• _WHAT IS EXPECTED_: Write the records out again exactly, but without pictures.

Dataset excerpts

>>>

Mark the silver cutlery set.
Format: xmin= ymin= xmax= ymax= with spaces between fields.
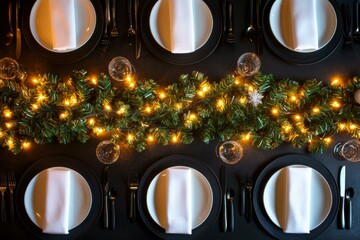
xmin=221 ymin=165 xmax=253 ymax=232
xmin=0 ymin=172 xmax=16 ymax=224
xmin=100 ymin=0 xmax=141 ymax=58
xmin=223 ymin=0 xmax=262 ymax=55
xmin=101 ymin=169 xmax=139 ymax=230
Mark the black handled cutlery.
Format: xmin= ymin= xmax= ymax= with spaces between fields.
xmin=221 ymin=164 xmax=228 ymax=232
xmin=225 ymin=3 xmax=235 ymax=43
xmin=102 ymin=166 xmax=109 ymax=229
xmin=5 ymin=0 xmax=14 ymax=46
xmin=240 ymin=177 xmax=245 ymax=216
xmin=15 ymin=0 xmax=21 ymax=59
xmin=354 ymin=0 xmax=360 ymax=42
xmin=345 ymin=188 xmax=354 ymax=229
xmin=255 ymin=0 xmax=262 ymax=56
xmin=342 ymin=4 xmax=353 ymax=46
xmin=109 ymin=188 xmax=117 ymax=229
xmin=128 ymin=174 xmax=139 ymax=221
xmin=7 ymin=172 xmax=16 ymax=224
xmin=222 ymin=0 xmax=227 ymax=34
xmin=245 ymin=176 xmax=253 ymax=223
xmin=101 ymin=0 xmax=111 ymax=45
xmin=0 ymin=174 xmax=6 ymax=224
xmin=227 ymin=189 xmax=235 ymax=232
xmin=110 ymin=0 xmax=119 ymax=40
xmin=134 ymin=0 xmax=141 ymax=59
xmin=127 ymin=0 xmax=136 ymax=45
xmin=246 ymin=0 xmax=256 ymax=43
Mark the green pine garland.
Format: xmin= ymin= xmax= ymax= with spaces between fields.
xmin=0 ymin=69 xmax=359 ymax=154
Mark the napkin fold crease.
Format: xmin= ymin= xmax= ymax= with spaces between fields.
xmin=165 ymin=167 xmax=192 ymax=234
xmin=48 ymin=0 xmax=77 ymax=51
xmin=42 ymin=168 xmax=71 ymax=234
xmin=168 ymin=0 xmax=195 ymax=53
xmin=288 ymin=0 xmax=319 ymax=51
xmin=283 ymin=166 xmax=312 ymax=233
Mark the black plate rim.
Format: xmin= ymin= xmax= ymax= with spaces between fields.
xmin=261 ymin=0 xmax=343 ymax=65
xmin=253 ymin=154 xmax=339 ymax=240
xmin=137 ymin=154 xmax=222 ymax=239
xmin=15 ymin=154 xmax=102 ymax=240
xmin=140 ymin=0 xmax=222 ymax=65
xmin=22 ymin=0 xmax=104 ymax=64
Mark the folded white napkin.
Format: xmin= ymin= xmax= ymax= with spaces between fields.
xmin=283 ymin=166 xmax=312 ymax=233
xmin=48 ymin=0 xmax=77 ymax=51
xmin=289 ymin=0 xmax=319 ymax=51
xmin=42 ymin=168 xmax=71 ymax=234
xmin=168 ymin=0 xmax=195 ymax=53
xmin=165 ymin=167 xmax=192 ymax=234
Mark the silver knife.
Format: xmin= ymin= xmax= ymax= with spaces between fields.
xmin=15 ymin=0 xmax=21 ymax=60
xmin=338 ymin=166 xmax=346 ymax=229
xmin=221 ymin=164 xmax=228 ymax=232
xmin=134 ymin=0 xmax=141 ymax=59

<<<

• _PROBLEM SOLUTION_:
Mark the silver cutlery set.
Format: xmin= ymin= xmax= ymax= with spaces between fields.
xmin=221 ymin=165 xmax=253 ymax=232
xmin=0 ymin=172 xmax=16 ymax=224
xmin=100 ymin=0 xmax=141 ymax=58
xmin=223 ymin=0 xmax=262 ymax=55
xmin=101 ymin=169 xmax=139 ymax=230
Mark the black handled cutlery.
Format: xmin= ymin= xmax= ymax= with spaces between fields.
xmin=221 ymin=164 xmax=228 ymax=232
xmin=225 ymin=3 xmax=235 ymax=43
xmin=102 ymin=166 xmax=109 ymax=229
xmin=5 ymin=0 xmax=14 ymax=46
xmin=240 ymin=177 xmax=245 ymax=216
xmin=15 ymin=0 xmax=21 ymax=59
xmin=354 ymin=0 xmax=360 ymax=42
xmin=345 ymin=188 xmax=354 ymax=229
xmin=255 ymin=0 xmax=262 ymax=56
xmin=342 ymin=4 xmax=353 ymax=46
xmin=109 ymin=188 xmax=117 ymax=229
xmin=128 ymin=174 xmax=139 ymax=221
xmin=7 ymin=172 xmax=16 ymax=224
xmin=222 ymin=0 xmax=227 ymax=34
xmin=245 ymin=176 xmax=253 ymax=223
xmin=101 ymin=0 xmax=111 ymax=45
xmin=0 ymin=174 xmax=6 ymax=224
xmin=227 ymin=189 xmax=235 ymax=232
xmin=110 ymin=0 xmax=119 ymax=40
xmin=134 ymin=0 xmax=141 ymax=59
xmin=127 ymin=0 xmax=136 ymax=45
xmin=246 ymin=0 xmax=256 ymax=43
Mark the green pine garland.
Format: xmin= ymin= xmax= ymax= with spaces between fields.
xmin=0 ymin=69 xmax=359 ymax=154
Mark the napkin fold crease.
Format: xmin= ymin= xmax= ymax= with spaces between fields.
xmin=165 ymin=167 xmax=192 ymax=234
xmin=48 ymin=0 xmax=77 ymax=51
xmin=42 ymin=168 xmax=71 ymax=234
xmin=168 ymin=0 xmax=195 ymax=53
xmin=288 ymin=0 xmax=319 ymax=51
xmin=283 ymin=166 xmax=312 ymax=233
Mark the black plate rim.
Format: xmin= ymin= xmax= ymax= with spaces between fields.
xmin=261 ymin=0 xmax=343 ymax=65
xmin=253 ymin=154 xmax=339 ymax=240
xmin=137 ymin=154 xmax=222 ymax=239
xmin=15 ymin=154 xmax=102 ymax=240
xmin=140 ymin=0 xmax=222 ymax=65
xmin=22 ymin=0 xmax=104 ymax=64
Mark the folded white napkin.
Format: xmin= ymin= xmax= ymax= with spaces between fields.
xmin=283 ymin=166 xmax=312 ymax=233
xmin=48 ymin=0 xmax=77 ymax=51
xmin=289 ymin=0 xmax=319 ymax=51
xmin=42 ymin=168 xmax=71 ymax=234
xmin=168 ymin=0 xmax=195 ymax=53
xmin=165 ymin=167 xmax=192 ymax=234
Mark the silver knife.
Format: xmin= ymin= xmax= ymax= with spaces between fields.
xmin=15 ymin=0 xmax=21 ymax=60
xmin=338 ymin=166 xmax=346 ymax=229
xmin=221 ymin=164 xmax=228 ymax=232
xmin=134 ymin=0 xmax=141 ymax=59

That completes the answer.